## Selected passage

SCOTT SIMON, HOST:
A great number of U.S. companies now require their employees to get the coronavirus vaccine. Google and Facebook, Adobe and VMware are among tech companies. New York City has announced all city employees will need a shot or submit to weekly testing. The University of Pennsylvania health system announced back in May that all of their employees will need to be vaccinated by September 1.
Dr. Patrick Brennan is chief medical officer for Penn Medicine and joins us now. Thanks so much for being with us.
PATRICK BRENNAN: My pleasure, Scott.
SIMON: I have to ask, is there an or else in this mandate? Will you fire people who don't comply?
BRENNAN: Well, there will be consequences for sure. That's not our intention to fire people. What we're intending to do is get everybody vaccinated so that our workplace, our staff and our patients can be as safe as possible. But there will be consequences.
SIMON: That sounds like I'd rather not, but yes. If we need to let someone go because they won't be vaccinated, that's what we'll do.
BRENNAN: That's right. That's right.
SIMON: You'll be sued, won't you?
BRENNAN: Possibly. We're prepared for that consequence.
SIMON: And you include office workers, right? Not just medical personnel.
BRENNAN: We do. We do. We're trying to apply the policy as equitably as possible. And while we still have people who are working remotely, many people are now coming to the office, at least part of the time. And we don't know when others may be called in, so we are expecting everyone to be vaccinated.
SIMON: There have been complaints?
BRENNAN: Sure, sure. We've had much more support for it than we've had complaints - a lot of support from outside the organization. And as we started this, most people were already vaccinated. But there are pockets of complaints.

## Supplied data
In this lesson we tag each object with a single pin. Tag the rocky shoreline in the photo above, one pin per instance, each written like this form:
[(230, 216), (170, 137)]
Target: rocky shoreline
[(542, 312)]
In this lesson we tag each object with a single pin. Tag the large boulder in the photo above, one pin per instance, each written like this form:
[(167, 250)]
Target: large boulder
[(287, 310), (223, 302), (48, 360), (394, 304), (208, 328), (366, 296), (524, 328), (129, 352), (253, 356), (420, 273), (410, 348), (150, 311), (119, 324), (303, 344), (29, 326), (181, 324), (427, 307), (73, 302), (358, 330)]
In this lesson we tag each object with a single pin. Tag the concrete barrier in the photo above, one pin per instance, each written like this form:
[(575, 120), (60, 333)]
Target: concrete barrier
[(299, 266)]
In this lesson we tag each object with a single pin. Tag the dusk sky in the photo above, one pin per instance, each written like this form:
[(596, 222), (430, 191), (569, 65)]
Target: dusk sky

## Complete the following
1. In the vaccine mandate interview, by what date must all University of Pennsylvania health system employees be vaccinated?
2. Repeat the vaccine mandate interview word for word between "BRENNAN: Well, there" and "what we'll do.", inclusive.
The records have no connection to the vaccine mandate interview.

## Numbered responses
1. By September 1.

2.
BRENNAN: Well, there will be consequences for sure. That's not our intention to fire people. What we're intending to do is get everybody vaccinated so that our workplace, our staff and our patients can be as safe as possible. But there will be consequences.
SIMON: That sounds like I'd rather not, but yes. If we need to let someone go because they won't be vaccinated, that's what we'll do.